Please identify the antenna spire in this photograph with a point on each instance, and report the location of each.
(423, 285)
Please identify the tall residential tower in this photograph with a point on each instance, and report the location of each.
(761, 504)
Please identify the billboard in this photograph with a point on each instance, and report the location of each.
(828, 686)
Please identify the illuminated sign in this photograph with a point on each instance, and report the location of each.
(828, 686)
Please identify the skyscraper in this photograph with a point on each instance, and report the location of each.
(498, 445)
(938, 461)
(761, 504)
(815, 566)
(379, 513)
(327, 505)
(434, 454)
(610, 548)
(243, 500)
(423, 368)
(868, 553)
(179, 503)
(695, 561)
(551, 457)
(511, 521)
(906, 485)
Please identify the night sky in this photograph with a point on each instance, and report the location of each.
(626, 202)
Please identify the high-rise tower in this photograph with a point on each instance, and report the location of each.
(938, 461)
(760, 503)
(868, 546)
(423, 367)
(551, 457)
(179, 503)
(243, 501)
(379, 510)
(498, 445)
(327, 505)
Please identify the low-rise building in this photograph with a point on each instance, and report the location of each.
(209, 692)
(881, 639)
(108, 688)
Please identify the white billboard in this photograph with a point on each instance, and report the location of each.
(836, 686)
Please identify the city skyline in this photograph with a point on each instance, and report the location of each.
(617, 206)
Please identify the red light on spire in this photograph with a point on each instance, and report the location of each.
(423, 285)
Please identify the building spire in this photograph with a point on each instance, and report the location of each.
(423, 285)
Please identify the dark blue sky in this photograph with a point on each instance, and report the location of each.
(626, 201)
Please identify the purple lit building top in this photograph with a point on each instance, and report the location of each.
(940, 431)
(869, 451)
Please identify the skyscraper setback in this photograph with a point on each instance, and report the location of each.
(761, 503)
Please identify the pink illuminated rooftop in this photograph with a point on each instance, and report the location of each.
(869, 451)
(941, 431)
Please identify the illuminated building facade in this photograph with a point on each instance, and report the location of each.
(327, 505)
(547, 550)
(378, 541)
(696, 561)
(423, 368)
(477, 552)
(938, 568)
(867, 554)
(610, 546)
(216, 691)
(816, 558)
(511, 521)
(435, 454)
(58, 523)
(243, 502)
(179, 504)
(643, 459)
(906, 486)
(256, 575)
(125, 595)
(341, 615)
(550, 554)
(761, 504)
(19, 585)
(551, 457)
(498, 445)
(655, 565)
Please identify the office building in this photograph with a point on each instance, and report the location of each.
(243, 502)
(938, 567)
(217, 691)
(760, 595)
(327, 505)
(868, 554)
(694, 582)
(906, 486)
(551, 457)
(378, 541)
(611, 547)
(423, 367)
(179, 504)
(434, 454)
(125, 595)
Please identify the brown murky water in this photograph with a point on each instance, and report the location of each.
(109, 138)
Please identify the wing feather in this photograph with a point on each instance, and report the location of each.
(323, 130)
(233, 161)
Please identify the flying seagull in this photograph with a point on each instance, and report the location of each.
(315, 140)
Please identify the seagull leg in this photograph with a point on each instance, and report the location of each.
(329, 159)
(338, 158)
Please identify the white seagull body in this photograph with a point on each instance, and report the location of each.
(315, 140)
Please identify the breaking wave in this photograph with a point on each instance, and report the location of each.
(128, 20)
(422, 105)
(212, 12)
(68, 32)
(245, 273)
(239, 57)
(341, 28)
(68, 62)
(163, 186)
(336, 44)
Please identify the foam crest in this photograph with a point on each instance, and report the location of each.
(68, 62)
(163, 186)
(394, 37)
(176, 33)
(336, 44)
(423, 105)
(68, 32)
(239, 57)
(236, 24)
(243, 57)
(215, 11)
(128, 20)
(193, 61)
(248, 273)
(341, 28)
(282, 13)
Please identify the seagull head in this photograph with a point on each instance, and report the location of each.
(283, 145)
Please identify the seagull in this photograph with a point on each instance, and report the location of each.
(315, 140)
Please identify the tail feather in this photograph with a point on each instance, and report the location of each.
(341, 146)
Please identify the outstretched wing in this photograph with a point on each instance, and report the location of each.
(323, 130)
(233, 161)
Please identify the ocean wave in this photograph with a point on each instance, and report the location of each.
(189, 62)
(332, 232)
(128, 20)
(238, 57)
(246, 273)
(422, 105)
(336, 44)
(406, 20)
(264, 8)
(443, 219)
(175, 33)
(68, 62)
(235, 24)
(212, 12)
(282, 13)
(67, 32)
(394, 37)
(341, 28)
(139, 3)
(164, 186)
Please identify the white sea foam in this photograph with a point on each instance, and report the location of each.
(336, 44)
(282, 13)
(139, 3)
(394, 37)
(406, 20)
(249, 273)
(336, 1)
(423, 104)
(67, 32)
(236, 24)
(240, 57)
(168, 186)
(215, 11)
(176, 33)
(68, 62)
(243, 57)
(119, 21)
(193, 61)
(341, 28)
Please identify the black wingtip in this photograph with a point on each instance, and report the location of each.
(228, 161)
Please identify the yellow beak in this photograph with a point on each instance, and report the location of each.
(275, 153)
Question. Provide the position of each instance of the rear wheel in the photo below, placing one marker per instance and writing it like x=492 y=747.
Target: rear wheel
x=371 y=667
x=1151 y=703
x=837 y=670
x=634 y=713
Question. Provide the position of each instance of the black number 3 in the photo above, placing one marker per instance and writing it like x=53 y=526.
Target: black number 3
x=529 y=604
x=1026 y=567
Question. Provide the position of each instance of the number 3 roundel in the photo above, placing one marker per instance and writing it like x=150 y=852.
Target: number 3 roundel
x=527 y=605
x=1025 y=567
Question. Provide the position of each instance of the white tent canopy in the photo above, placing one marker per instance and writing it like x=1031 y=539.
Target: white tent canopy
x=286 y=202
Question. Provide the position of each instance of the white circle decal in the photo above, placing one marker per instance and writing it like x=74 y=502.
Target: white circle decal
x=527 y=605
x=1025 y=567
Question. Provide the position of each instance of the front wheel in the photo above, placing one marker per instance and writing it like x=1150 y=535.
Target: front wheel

#### WHAT IS EXPECTED
Repeat precisely the lines of the data starting at the one containing "Question. Provide the position of each instance of the number", last line included.

#### ANSWER TO THE TASK
Question. Provide the position of each instance of the number 3 roundel in the photo above, placing one marker per instance and writing it like x=150 y=852.
Target: number 3 roundel
x=527 y=605
x=1025 y=567
Question. Provide the position of each instance of the white tent canopy in the photo above, placing one marker per instance and writing it like x=1031 y=539.
Target: white tent canopy
x=286 y=202
Question. Provide the position of each instance of the white circle decal in the photo above, placing one marker per instance and writing it like x=74 y=502.
Target: white circle decal
x=527 y=605
x=1025 y=567
Question. Provide the position of each instance of the front wheel in the photo above, placing one marker per instance and writing it like x=1150 y=535.
Target: front wheel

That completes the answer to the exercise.